▸ **Dataset rows**

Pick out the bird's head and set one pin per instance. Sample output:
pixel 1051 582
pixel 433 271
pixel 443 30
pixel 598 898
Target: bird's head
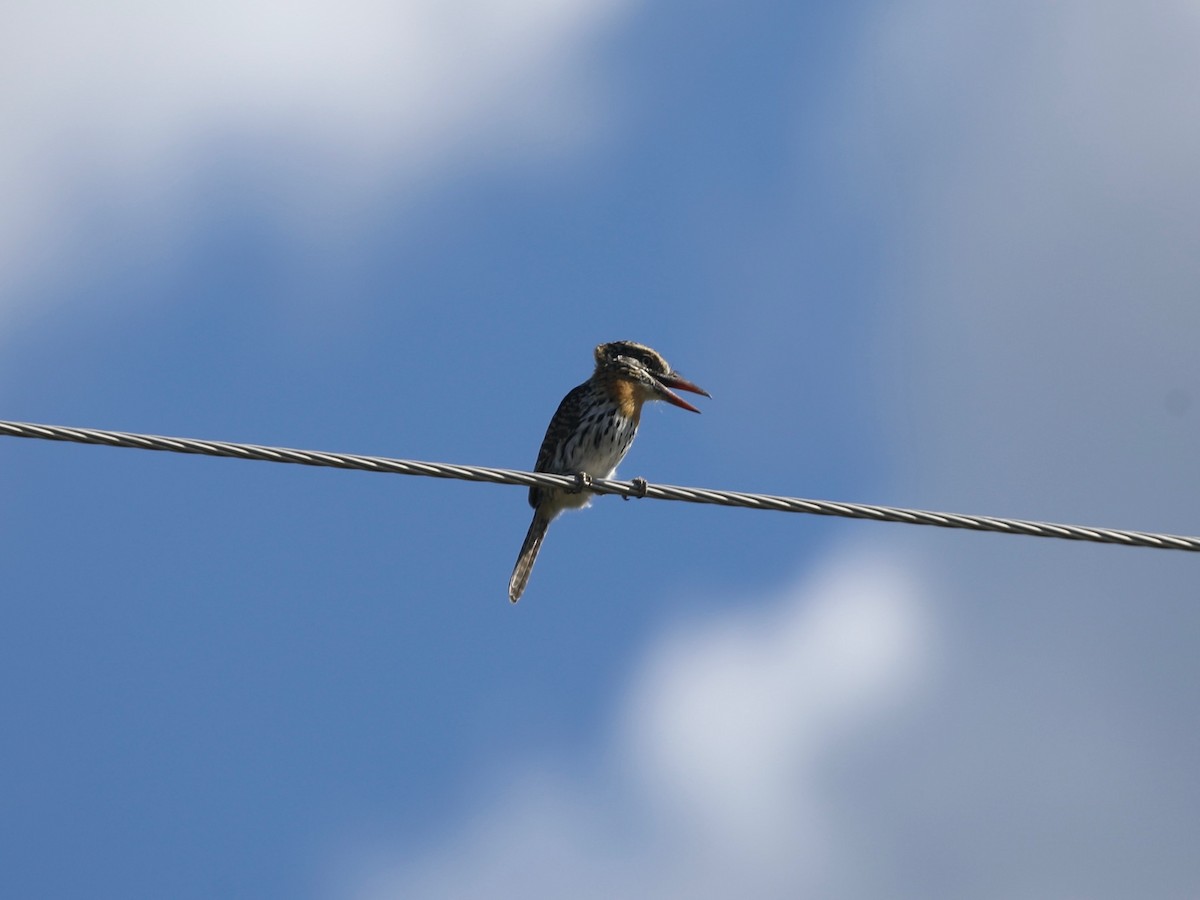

▸ **Work instructions**
Update the lines above by replacing every occurrence of "bird's head" with "bird's beak" and leaving all other text unchanged. Omit the pictures from your answer.

▸ **Answer to the problem**
Pick out the bird's beak and set one pin per instance. Sample output:
pixel 1051 582
pixel 433 271
pixel 443 30
pixel 598 898
Target: bird's beak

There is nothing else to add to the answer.